Your objective ::
Copy the items below from their very start through the line containing "0;0;474;441". Omit the pictures.

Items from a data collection
****

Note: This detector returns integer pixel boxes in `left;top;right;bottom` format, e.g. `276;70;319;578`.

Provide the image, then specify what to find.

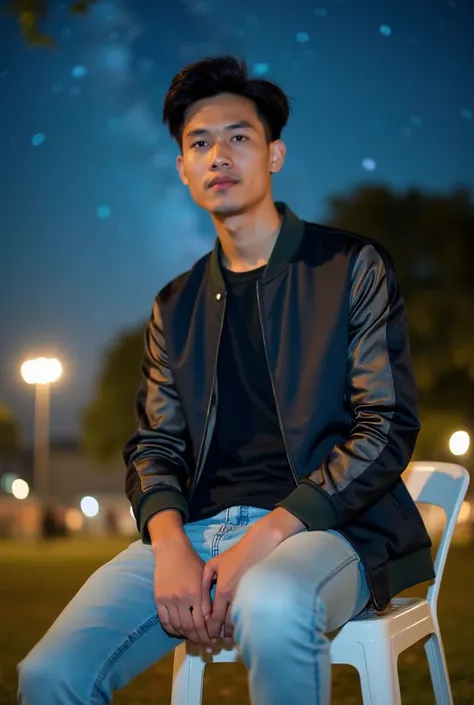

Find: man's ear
270;140;286;174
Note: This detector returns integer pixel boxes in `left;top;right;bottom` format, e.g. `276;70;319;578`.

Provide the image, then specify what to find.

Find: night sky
0;0;474;441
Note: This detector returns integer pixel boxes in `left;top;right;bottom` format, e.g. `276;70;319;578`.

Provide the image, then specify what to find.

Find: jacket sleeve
280;244;420;530
123;300;195;543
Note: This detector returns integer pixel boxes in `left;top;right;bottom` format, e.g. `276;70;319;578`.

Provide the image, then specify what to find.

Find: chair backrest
406;461;470;614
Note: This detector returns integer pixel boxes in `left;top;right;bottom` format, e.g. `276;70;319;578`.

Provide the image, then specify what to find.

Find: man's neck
213;200;281;272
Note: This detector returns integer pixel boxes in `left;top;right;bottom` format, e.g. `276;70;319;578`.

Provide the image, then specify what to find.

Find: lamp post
21;357;62;505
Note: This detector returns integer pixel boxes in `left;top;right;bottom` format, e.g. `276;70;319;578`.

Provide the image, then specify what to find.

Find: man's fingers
158;605;182;637
192;607;215;644
207;588;228;639
166;604;184;636
202;560;216;596
223;605;234;641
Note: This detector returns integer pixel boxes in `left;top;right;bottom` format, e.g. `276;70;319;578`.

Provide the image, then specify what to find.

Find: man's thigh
19;541;179;702
237;531;370;633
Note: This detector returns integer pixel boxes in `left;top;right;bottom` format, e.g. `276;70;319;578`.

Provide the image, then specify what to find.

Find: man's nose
209;143;232;170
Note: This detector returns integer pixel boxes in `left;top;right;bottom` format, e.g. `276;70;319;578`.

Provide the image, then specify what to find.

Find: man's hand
202;507;304;641
150;517;211;646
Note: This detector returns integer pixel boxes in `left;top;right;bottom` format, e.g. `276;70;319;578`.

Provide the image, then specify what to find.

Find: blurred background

****

Full solution ::
Note: This detector returns integer pixel boxes in `left;top;right;bottom` format, e.g. `276;70;319;578`.

Provide the image, then specify what to find.


Find: man's ear
270;140;286;174
Note: This detector returns integer pixel boxes in `left;top;right;bottom` format, e.g. `276;70;319;578`.

Provide the image, then specify what to find.

Find: night sky
0;0;474;441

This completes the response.